** begin Material to process **

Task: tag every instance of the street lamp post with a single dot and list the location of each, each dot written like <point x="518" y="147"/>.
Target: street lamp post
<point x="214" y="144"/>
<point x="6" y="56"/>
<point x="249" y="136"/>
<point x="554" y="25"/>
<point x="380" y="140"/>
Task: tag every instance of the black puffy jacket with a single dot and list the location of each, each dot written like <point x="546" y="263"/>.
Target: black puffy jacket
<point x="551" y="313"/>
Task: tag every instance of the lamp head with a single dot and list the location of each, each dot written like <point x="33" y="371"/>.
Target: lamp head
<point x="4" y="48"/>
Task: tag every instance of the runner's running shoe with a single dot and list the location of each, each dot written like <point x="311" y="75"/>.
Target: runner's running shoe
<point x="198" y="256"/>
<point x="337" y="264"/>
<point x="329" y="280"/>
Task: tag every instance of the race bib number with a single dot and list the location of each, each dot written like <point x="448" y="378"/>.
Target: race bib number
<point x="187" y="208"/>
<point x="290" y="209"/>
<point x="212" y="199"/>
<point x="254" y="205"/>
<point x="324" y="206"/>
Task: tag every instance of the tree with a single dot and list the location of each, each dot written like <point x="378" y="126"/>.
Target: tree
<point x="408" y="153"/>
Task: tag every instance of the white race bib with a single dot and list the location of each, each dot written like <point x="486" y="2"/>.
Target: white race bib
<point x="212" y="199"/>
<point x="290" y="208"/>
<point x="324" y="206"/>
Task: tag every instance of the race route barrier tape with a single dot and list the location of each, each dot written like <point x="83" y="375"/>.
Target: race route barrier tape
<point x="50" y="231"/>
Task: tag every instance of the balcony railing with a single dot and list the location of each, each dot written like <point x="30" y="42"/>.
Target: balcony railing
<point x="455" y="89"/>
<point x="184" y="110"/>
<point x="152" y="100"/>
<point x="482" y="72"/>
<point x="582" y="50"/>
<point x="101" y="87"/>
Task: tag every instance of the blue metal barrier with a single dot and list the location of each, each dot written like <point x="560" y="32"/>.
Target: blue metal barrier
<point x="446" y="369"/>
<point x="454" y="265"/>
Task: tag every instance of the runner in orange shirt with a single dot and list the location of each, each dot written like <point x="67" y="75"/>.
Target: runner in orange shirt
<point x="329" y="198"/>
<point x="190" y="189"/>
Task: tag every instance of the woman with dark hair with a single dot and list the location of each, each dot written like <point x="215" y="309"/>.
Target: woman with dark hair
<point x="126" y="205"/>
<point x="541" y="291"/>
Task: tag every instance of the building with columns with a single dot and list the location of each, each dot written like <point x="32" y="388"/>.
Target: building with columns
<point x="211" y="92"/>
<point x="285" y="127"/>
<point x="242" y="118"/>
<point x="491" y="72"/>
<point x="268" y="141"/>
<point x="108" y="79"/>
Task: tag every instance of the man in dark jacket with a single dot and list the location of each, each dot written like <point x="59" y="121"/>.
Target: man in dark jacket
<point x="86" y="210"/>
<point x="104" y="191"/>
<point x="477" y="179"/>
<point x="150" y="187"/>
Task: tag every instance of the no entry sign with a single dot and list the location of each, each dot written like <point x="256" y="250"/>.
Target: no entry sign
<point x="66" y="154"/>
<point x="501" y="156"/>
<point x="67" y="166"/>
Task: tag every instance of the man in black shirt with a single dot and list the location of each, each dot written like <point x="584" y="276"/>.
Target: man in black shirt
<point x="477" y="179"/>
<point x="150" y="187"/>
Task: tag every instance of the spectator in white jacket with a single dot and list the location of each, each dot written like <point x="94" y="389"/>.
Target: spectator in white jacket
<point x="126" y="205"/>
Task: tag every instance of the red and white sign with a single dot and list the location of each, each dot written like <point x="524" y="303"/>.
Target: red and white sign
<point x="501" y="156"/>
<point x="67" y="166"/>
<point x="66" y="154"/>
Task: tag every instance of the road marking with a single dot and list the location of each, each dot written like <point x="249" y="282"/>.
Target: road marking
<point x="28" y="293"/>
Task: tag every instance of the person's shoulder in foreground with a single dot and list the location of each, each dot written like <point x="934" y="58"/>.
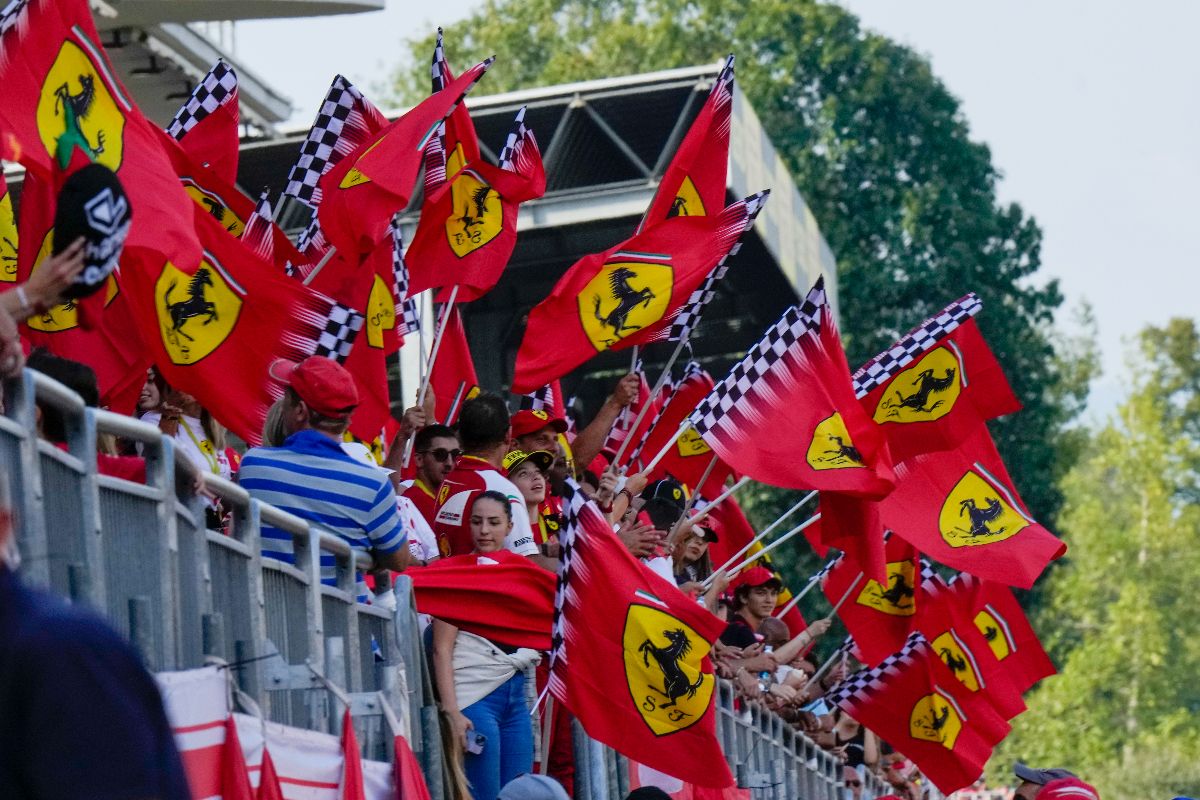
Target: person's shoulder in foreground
<point x="79" y="715"/>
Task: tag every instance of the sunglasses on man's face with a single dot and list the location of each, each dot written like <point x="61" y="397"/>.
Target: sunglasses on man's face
<point x="442" y="453"/>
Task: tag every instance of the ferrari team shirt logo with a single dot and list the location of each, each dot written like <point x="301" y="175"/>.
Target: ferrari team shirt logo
<point x="7" y="240"/>
<point x="630" y="293"/>
<point x="664" y="668"/>
<point x="936" y="717"/>
<point x="76" y="109"/>
<point x="215" y="206"/>
<point x="924" y="391"/>
<point x="687" y="203"/>
<point x="381" y="312"/>
<point x="898" y="597"/>
<point x="832" y="447"/>
<point x="957" y="655"/>
<point x="196" y="312"/>
<point x="979" y="511"/>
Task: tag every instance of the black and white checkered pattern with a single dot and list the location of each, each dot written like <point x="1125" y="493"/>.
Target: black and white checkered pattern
<point x="882" y="367"/>
<point x="341" y="329"/>
<point x="689" y="317"/>
<point x="791" y="328"/>
<point x="220" y="85"/>
<point x="345" y="121"/>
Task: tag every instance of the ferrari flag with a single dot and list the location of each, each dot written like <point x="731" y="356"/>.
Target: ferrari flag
<point x="630" y="656"/>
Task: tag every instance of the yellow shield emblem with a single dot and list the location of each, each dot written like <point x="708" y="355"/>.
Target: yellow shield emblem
<point x="627" y="296"/>
<point x="996" y="632"/>
<point x="690" y="444"/>
<point x="196" y="312"/>
<point x="63" y="317"/>
<point x="663" y="667"/>
<point x="687" y="203"/>
<point x="215" y="206"/>
<point x="832" y="447"/>
<point x="898" y="597"/>
<point x="7" y="240"/>
<point x="976" y="513"/>
<point x="924" y="391"/>
<point x="381" y="312"/>
<point x="958" y="656"/>
<point x="936" y="717"/>
<point x="76" y="108"/>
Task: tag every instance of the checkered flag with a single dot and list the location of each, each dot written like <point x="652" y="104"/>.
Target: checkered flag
<point x="345" y="121"/>
<point x="791" y="329"/>
<point x="922" y="338"/>
<point x="689" y="317"/>
<point x="217" y="88"/>
<point x="342" y="328"/>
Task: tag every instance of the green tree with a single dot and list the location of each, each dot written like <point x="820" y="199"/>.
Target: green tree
<point x="876" y="144"/>
<point x="1121" y="617"/>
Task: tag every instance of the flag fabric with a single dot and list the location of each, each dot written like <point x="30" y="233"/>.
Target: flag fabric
<point x="963" y="648"/>
<point x="912" y="702"/>
<point x="999" y="618"/>
<point x="630" y="653"/>
<point x="468" y="226"/>
<point x="880" y="615"/>
<point x="207" y="125"/>
<point x="786" y="414"/>
<point x="501" y="596"/>
<point x="454" y="372"/>
<point x="694" y="182"/>
<point x="960" y="507"/>
<point x="936" y="385"/>
<point x="363" y="192"/>
<point x="627" y="294"/>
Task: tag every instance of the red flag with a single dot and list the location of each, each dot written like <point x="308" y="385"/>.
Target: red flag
<point x="113" y="348"/>
<point x="454" y="372"/>
<point x="960" y="507"/>
<point x="694" y="184"/>
<point x="207" y="125"/>
<point x="915" y="703"/>
<point x="935" y="386"/>
<point x="964" y="650"/>
<point x="786" y="414"/>
<point x="880" y="615"/>
<point x="499" y="596"/>
<point x="234" y="777"/>
<point x="1000" y="619"/>
<point x="361" y="193"/>
<point x="630" y="656"/>
<point x="627" y="294"/>
<point x="352" y="776"/>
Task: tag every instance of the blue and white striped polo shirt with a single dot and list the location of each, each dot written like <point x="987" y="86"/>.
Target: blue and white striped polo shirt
<point x="312" y="477"/>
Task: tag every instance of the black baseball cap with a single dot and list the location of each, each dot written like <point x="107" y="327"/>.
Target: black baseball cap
<point x="93" y="204"/>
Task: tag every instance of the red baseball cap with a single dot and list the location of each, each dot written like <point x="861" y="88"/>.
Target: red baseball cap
<point x="324" y="385"/>
<point x="528" y="421"/>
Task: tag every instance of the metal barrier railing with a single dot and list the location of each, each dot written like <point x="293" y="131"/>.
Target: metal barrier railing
<point x="186" y="596"/>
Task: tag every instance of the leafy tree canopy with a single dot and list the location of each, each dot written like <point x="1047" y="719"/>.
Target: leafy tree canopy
<point x="879" y="148"/>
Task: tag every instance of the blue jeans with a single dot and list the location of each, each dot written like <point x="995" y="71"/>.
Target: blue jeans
<point x="504" y="719"/>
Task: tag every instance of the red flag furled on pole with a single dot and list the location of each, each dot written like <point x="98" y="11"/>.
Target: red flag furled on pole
<point x="936" y="385"/>
<point x="369" y="186"/>
<point x="207" y="126"/>
<point x="628" y="294"/>
<point x="999" y="618"/>
<point x="694" y="184"/>
<point x="499" y="596"/>
<point x="630" y="656"/>
<point x="880" y="615"/>
<point x="960" y="507"/>
<point x="913" y="703"/>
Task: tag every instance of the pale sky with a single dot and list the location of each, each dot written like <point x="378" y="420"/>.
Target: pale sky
<point x="1090" y="109"/>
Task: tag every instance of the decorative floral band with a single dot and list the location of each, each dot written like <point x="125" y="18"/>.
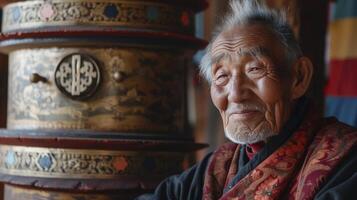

** end Material to process **

:: Exercise description ::
Copy the data from the line containing "Task: tag every instance of the red flag furled" through the end of the data, changing "pale sky" to "hazy sky" and keeping everything else the same. Leave out the picture.

:: Worked solution ::
Task: tag every instance of the red flag furled on pole with a single dot and list the location of each, each dot written like <point x="98" y="11"/>.
Target: red flag furled on pole
<point x="936" y="385"/>
<point x="369" y="186"/>
<point x="207" y="126"/>
<point x="628" y="294"/>
<point x="999" y="618"/>
<point x="694" y="184"/>
<point x="499" y="596"/>
<point x="630" y="656"/>
<point x="880" y="615"/>
<point x="960" y="507"/>
<point x="913" y="703"/>
Task: tag every instance of the hazy sky with a single dot and list the location of each, each dot written like <point x="378" y="420"/>.
Target: hazy sky
<point x="1090" y="109"/>
Task: tag every instance of the decorative floral band with a single dot and list the location of each, each dot written like <point x="125" y="18"/>.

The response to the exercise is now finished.